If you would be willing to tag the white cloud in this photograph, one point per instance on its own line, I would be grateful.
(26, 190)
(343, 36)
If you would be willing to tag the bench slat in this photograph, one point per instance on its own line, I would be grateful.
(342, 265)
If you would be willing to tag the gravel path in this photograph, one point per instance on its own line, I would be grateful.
:::::
SET EXERCISE → Rewrite the records with every occurrence of "photograph" changed to "picture", keeping everything else the same.

TASK OUTPUT →
If you would be willing to tag the white cloud in this picture, one point per instance on its own line, I would be grateful.
(26, 190)
(343, 36)
If you would be willing to tag the bench slat in this picture, one point per instance on its own line, I would be grateful.
(342, 265)
If you would be willing to tag the gravel path in this picture, one point per instance on its own line, I would be grateful.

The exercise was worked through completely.